Which lines in the data below contain the string "metal"? Extract each of those lines in full, and count a match only when the case is the same.
>> Begin
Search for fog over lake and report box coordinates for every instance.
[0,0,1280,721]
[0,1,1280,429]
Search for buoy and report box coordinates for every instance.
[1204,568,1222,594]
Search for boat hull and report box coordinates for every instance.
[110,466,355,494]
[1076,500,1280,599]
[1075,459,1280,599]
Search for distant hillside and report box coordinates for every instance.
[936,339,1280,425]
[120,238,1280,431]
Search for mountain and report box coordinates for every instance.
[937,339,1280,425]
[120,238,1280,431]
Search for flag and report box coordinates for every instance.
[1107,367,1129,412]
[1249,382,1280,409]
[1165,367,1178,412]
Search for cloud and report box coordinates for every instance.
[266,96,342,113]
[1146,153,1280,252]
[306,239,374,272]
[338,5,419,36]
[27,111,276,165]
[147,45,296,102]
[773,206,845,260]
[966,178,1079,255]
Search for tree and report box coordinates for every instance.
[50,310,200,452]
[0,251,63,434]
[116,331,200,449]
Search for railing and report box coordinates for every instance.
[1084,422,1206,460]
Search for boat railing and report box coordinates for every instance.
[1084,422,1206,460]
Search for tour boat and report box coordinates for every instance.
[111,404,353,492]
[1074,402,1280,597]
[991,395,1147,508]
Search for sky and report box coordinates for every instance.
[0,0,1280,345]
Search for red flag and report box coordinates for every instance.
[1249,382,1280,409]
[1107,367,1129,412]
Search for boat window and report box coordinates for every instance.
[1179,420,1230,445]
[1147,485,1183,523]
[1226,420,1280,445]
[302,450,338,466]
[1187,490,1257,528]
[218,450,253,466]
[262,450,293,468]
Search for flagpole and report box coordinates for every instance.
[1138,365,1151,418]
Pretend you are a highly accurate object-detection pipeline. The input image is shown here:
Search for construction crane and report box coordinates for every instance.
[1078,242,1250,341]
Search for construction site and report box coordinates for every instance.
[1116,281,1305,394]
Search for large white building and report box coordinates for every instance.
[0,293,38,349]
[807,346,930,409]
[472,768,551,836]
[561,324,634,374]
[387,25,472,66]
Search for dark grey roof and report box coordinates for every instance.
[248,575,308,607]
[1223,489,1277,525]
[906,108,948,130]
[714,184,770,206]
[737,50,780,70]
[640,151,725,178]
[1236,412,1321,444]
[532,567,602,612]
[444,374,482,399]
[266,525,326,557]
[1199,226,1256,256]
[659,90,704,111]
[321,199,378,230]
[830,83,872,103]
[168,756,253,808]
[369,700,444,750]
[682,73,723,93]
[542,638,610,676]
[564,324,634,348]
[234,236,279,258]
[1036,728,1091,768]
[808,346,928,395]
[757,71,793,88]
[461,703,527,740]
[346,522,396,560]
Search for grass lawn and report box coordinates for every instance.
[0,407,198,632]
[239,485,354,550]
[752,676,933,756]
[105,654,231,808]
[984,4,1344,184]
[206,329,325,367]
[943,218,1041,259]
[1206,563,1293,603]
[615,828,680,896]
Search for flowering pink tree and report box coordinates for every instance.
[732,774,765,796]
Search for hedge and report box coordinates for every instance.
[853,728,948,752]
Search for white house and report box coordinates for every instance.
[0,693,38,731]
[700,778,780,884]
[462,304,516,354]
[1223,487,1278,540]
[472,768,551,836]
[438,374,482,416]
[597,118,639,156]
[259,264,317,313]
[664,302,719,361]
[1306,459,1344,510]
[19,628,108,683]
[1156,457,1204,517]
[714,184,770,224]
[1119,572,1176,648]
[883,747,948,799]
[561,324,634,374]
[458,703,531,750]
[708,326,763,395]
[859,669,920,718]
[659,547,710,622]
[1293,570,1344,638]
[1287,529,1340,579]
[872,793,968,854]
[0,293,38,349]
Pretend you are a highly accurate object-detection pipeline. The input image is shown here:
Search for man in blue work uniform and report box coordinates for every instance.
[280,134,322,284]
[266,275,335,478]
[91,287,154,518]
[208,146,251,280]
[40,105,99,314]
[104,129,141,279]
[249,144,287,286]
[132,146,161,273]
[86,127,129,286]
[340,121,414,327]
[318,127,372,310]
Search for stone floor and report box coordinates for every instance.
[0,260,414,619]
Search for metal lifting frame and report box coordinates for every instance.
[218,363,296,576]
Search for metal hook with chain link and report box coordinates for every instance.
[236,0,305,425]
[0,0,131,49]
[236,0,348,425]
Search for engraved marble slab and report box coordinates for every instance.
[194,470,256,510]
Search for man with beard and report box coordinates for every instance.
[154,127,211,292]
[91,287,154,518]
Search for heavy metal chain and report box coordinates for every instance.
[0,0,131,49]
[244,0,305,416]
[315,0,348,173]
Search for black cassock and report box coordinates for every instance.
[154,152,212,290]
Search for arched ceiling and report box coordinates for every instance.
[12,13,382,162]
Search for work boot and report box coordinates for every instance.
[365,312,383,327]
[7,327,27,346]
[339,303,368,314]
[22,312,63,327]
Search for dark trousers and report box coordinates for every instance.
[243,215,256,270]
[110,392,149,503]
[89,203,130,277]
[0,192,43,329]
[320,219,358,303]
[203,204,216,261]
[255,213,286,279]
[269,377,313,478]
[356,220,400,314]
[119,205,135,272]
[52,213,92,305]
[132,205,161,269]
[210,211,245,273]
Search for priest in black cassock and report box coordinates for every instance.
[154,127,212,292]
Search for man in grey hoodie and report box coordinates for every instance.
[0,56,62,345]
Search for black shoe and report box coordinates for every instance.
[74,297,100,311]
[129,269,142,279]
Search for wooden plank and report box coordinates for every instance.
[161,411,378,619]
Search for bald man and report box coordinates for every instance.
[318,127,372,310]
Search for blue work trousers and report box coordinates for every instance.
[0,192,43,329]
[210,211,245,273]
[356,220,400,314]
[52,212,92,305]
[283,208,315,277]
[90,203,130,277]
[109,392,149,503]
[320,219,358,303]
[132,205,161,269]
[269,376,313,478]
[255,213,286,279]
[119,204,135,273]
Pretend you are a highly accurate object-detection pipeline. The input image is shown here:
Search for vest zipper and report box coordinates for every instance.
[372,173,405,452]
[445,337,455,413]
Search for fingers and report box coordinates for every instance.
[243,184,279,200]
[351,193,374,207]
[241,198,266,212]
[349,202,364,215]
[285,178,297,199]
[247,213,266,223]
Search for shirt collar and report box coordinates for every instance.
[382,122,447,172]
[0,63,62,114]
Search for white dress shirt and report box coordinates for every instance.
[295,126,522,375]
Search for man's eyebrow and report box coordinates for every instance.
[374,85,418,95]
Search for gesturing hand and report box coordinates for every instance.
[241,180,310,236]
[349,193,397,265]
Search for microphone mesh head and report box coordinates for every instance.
>> End
Task output>
Search for metal lifting frame and report box coordinates for every instance.
Search for metal hook with chain link and report box coordinates for every instance.
Search for heavy metal chain and report box coordinates for every instance.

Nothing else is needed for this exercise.